> **SELECTED PASSAGE**:
╔══

D1-2 Descent Into the Depths
D3 Vault of the Drow
Awesome simply for all of the things that they don't fully describe. That wild underground wilderness map, with all of its completely undescribed wilderness areas, cry out for personal invention and experimentation, since they're all supposed to be the equal to the fully-described areas in terms of scope. What's there as far as the D1 area (what are they called again?) and the kuo-tuo shrine are simply examples, not definitions. The shrine doesn't even have to be interacted with! At all! As for D3... Erelhei-Cinlu is epic, and scarcely defined when one thinks of all the detail later editions put into products like the Menzoberranzan box. And it demands intrigue and role-play - NOBODY hacks and slashes through that place. The D series are perfect inspirations, which is what modules should be.

H1 Bloodstone Pass
I won't really vouch for the quality of the module, but hell, it directly supported a rules expansion (Battlesystem), so it actually had a purpose beyond being just another adventure.

I1 Dwellers of the Forbidden City
A playground! This is similar to the Lost City module, I think. There's lots here, and only a little of it is detailed. To adventure around this place, the referee must invent. The act of necessitated invention within a commercial product is a very powerful thing, and I think a stronger creative inspiration than doing so freeform with no previous structure. By creating within an existing structure, you get to think about the structure itself, and I think that is valuable. Not only do you invent new things within the structure, you start thinking about other structures to create within.

╚══

> **TASK TO COMPLETE**: From the module reviews, list every module title given as a heading, along with its code.

> **SUPPLIED DATA**:

╔══

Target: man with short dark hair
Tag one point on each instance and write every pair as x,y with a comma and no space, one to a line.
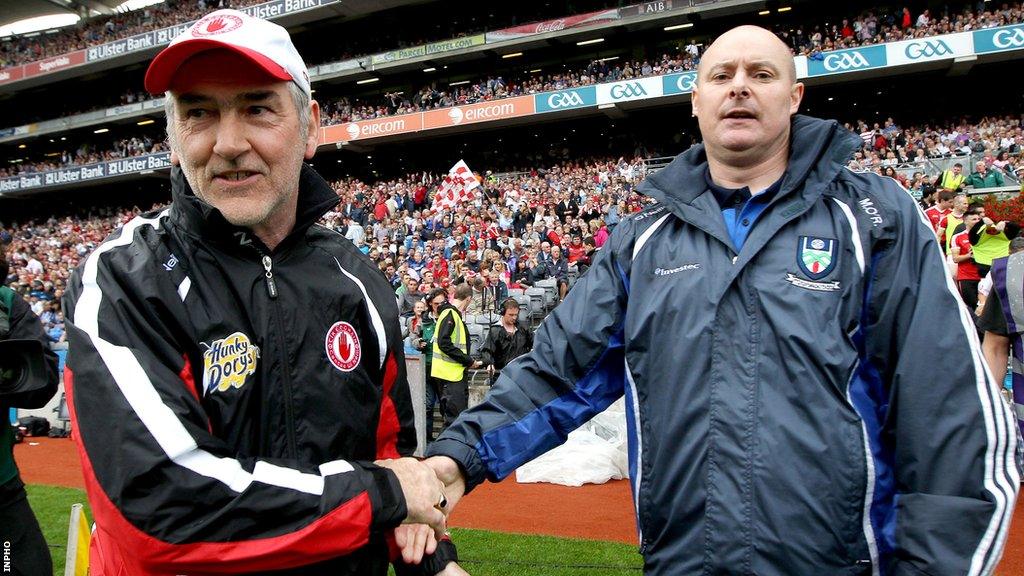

╚══

> **RESULT FOR THIS EXERCISE**:
D1-2 Descent Into the Depths
D3 Vault of the Drow
H1 Bloodstone Pass
I1 Dwellers of the Forbidden City